◆ SOURCE PASSAGE:
Dmom3005 08-09-2022 11:49 AM

Bobby,

Keep getting angry all you need to. I think it helps us get through
our emotions. Also when it comes to water, try drinking what feels
the best. I drink it when I feel I want it and if I can stop at 7pm like
Bizi says I do. But right now with it being so hot in Indiana and especially
in Derrick's house. I am drinking it later at night. I also have dry mouth
so I need to drink later.

But I am always peeing all times of the night. I did much better last night
than I usually do. So I felt it was a victory.

Have a good angry day, I know that sounds bad and weird. But if being
angry is helping you feel better even a little bit then go for it.

Donna :hug::grouphug:

mymorgy 08-09-2022 01:23 PM

thanks so very much.
love,
bobby

mymorgy 08-09-2022 08:15 PM

i think i have to learn yoga because i can barely walk. even when i used to exercise a lot i still had chronic constipation from my f@cking medications..
now i am not depressed just worried. i am thinking of getting off my antidepressant that hardly works and causes constipation.

mymorgy 08-10-2022 06:28 AM

still not depressed, anxious or irritable. why?

Dmom3005 08-10-2022 03:47 PM

If your talking about yourself. I honestly don't know why your no.t

Maybe one of the medicines is working better than your thinking.

Or you just are not having those problems right now.

mymorgy 08-10-2022 03:56 PM

right now i am feeling so physically awful. my stomach aches so much. i am thinking that i might have to have my colon removed. the new drug i am trying will probably take a week to work but i don't think it will. i am so terrified.
love,
bobby wishing i had your beautiful attitude.

bizi 08-10-2022 10:10 PM

I am wondering if you will let the linzess some time before working.
what dose are you taking? I will try this if the lactulous stops working.

I would rather take a pill than the super sweet liquid ....

love bizi

mymorgy 08-11-2022 06:25 AM

290. i am terrified and i have had so much stress in over a month. i can't take it.
love,
bobby

bizi 08-11-2022 10:58 AM

Dear bobby I am sorry you are this upset.Stop taking laxatives and give the lizess time to work. will be away from the computer until sunday, so I will post more then. We are going to see my BIL new home and then head to pensecola beach for the weekend.
I think there is a lot of rain in the forecast.
rats
love bizi

mymorgy 08-11-2022 11:39 AM

have fun.

◆ TASK DETAILS: In the forum thread, why is Donna drinking water later at night?

Natural language region descriptions:
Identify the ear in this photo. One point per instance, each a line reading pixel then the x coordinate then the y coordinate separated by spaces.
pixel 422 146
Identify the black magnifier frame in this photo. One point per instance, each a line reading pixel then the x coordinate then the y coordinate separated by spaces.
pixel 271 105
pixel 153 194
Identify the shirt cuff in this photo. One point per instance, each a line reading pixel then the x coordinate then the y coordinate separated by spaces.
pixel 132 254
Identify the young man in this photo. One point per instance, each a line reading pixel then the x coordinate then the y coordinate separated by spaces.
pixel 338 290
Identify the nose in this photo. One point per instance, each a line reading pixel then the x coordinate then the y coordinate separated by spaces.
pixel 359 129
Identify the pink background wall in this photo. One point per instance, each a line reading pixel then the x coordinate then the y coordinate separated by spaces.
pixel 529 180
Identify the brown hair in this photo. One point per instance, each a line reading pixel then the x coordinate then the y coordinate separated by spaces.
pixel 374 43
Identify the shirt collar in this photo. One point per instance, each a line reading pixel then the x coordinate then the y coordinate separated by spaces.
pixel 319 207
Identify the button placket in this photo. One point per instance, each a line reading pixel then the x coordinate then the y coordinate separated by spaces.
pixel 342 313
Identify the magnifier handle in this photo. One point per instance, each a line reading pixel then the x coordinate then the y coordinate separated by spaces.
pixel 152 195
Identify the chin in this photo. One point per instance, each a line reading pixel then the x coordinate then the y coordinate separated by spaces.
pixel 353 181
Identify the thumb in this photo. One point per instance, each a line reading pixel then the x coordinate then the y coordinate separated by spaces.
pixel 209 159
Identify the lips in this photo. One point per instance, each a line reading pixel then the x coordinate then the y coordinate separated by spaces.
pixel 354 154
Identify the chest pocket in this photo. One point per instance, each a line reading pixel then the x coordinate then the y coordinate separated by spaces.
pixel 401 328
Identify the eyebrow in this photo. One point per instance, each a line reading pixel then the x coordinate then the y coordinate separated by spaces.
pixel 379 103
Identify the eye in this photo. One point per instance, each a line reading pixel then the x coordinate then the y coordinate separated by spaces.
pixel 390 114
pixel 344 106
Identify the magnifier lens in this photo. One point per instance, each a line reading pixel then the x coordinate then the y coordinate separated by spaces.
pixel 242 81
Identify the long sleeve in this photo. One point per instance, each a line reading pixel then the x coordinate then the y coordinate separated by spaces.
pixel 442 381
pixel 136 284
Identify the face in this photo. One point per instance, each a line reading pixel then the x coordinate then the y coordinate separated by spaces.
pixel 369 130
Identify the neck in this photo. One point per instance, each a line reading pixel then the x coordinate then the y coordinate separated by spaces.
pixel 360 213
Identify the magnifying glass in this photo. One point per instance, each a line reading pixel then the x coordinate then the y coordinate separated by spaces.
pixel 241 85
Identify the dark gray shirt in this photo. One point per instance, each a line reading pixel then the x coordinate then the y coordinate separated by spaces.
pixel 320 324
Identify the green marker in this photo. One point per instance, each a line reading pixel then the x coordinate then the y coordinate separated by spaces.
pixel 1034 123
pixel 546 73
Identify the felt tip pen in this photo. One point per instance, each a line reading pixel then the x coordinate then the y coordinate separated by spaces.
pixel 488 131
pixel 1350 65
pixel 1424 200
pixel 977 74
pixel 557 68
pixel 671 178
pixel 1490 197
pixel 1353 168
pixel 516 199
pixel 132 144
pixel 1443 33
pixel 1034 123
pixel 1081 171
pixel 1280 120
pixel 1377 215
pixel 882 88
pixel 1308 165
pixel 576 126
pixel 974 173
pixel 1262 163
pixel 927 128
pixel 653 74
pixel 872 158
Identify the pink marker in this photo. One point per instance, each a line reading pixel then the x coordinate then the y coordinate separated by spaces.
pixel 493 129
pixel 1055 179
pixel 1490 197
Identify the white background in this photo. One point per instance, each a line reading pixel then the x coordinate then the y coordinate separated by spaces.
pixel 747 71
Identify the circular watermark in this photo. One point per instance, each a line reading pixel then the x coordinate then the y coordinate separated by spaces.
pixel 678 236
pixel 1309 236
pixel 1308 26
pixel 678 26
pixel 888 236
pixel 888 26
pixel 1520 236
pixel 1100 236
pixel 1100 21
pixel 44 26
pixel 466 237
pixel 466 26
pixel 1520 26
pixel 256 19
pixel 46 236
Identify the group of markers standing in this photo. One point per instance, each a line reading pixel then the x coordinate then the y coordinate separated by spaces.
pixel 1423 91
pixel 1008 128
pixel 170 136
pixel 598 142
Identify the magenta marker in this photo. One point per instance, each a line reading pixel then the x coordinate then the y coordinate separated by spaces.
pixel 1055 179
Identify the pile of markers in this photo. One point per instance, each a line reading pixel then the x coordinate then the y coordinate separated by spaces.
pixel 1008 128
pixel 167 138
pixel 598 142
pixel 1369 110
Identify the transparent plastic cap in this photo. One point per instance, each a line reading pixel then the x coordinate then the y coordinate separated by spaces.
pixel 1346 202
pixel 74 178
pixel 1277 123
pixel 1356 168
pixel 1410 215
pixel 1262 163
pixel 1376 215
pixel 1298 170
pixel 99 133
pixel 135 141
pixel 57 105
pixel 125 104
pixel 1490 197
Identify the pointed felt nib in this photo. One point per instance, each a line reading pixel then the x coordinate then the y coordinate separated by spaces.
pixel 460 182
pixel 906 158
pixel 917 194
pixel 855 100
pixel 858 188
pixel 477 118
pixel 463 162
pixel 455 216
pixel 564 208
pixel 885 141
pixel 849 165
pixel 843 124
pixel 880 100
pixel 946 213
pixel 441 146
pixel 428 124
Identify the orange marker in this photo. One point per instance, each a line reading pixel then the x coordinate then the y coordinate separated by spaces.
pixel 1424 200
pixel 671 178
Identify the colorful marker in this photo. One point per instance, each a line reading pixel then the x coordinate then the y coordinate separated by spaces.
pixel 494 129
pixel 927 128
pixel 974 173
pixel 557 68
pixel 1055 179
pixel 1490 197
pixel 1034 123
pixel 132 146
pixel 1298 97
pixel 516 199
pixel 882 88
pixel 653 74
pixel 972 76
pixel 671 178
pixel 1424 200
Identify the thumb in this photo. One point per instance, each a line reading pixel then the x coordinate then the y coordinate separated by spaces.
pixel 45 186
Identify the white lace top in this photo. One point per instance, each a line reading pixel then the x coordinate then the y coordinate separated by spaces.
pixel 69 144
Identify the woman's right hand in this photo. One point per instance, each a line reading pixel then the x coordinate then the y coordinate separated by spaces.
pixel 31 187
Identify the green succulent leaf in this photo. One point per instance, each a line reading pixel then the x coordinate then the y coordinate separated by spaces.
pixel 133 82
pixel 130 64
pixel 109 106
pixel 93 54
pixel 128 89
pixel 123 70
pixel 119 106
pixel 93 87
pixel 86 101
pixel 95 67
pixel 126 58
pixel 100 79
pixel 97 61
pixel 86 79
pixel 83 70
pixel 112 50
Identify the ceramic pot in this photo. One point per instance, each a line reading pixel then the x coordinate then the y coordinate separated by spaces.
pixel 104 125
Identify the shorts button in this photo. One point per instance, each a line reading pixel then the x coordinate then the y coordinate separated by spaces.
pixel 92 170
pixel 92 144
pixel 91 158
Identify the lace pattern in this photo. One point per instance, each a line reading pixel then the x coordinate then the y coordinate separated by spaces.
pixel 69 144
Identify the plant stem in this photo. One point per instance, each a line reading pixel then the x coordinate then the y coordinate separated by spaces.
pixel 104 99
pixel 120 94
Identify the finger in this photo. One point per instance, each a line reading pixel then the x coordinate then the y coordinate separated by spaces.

◆ SOLUTION TO THIS TASK: It is very hot in Indiana, especially in Derrick's house, and she has dry mouth.